Provided text:
········

Starting the Auction Program Test Spec
1. Module Overview
The auction program resolves bids received at an online auction site.
1.1 Inputs Three files, one describing the items up for bid on a single day, another describing the registered bidders, a third describing bids received.
1.2 Outputs List of auction winners, written to standard output.
2. Test Data
Representative Input
- At least one typical input as described in the requirements document.
That last item is our first test case.
2.3 Functional Coverage
This is a bit of a misnomer. the “function” in “Functional Coverage” has nothing to do with the idea of a C++ function. Instead it really pertains more to “functionality”.
If you look though most program requirements, you’ll see that the program is probably supposed to carry out a variety of different behaviors under various circumstances. Sometimes these behaviors are described in terms of input conditions:
For any input $x$, if $x \geq 0$, return $x$ but if $x < 0$, return $-x$.
Here we have clearly drawn a distinction between different behaviors depending upon the input values.
In other cases, distinct behaviors are most easily identified by looking at the output requirements:
This program reads a file name from the input. It should print a single line of output
filename file-size-in-kilobytes
if the file exists but should print
filename does not exist.

········

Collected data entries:
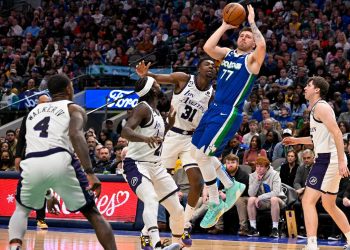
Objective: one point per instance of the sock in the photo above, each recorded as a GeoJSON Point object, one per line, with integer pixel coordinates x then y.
{"type": "Point", "coordinates": [188, 215]}
{"type": "Point", "coordinates": [252, 223]}
{"type": "Point", "coordinates": [223, 176]}
{"type": "Point", "coordinates": [154, 234]}
{"type": "Point", "coordinates": [312, 243]}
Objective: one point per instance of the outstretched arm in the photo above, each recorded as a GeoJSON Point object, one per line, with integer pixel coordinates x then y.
{"type": "Point", "coordinates": [256, 59]}
{"type": "Point", "coordinates": [211, 48]}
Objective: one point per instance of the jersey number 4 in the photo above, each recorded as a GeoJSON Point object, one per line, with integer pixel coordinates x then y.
{"type": "Point", "coordinates": [43, 126]}
{"type": "Point", "coordinates": [189, 113]}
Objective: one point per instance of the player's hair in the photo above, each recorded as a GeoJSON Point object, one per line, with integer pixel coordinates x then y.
{"type": "Point", "coordinates": [245, 29]}
{"type": "Point", "coordinates": [231, 157]}
{"type": "Point", "coordinates": [140, 83]}
{"type": "Point", "coordinates": [204, 58]}
{"type": "Point", "coordinates": [321, 83]}
{"type": "Point", "coordinates": [262, 161]}
{"type": "Point", "coordinates": [58, 83]}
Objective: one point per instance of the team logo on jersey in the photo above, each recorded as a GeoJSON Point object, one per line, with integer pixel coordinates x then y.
{"type": "Point", "coordinates": [313, 180]}
{"type": "Point", "coordinates": [134, 181]}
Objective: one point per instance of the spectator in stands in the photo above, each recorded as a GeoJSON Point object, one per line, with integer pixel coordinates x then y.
{"type": "Point", "coordinates": [254, 151]}
{"type": "Point", "coordinates": [253, 130]}
{"type": "Point", "coordinates": [265, 193]}
{"type": "Point", "coordinates": [104, 165]}
{"type": "Point", "coordinates": [235, 147]}
{"type": "Point", "coordinates": [235, 171]}
{"type": "Point", "coordinates": [7, 161]}
{"type": "Point", "coordinates": [289, 168]}
{"type": "Point", "coordinates": [280, 150]}
{"type": "Point", "coordinates": [272, 139]}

········

Set of tasks:
A. According to the test spec, where is the list of auction winners written?
B. Substitute "enrolled" for "registered" in the test spec, writing out the passage that begins at "Starting the Auction" and stops after "describing bids received.".
The listing is separate material, apart from the test spec.

Answer set:
A. To standard output.

B.
Starting the Auction Program Test Spec
1. Module Overview
The auction program resolves bids received at an online auction site.
1.1 Inputs Three files, one describing the items up for bid on a single day, another describing the enrolled bidders, a third describing bids received.